TO BE DONE
In the rows below, start at the line containing "Question: locate the city" and continue through the last row, then reproduce those lines with "mark" in place of "pick out" and nothing else altered. Give only those lines.
——————————
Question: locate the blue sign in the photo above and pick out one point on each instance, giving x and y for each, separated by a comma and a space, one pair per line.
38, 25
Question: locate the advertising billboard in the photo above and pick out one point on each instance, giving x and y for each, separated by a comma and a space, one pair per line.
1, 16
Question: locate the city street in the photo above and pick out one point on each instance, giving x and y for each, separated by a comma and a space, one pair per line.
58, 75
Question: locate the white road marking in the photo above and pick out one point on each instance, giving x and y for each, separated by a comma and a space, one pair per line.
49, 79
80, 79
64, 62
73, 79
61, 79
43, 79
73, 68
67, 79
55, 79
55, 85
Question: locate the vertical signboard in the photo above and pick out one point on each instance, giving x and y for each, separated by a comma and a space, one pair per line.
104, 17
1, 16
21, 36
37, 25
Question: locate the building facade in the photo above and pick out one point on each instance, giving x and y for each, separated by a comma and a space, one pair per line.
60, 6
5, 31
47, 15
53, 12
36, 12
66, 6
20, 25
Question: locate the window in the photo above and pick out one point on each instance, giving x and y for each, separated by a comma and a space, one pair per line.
——————————
THE REPLY
Question: locate the city street in the photo above and mark one point on each instance, giving x and y for each, separated by a comma and a space, one pair per line.
58, 75
Question: locate the white road marking in the photo above and mark one point on each instance, giving x and y for each, separated by a comma and a space, one pair per line.
49, 79
80, 79
64, 62
73, 79
61, 79
43, 79
73, 68
67, 79
55, 79
55, 85
Question: locate the vertical signboard in the photo above and mark one point on each instance, giving x and y for each, separated by a comma and a space, one pair per line.
104, 17
1, 16
21, 36
37, 25
Question: locate the building facade in the photo above and mark one point on each instance, giving x and y for each, separated by a comma and a space, one pair per line.
60, 6
5, 31
47, 15
53, 12
36, 12
66, 6
20, 25
Question: locate the window in the photo above and mark one point on each instance, giving x and y for each, separated by a comma and a space, one pair per line.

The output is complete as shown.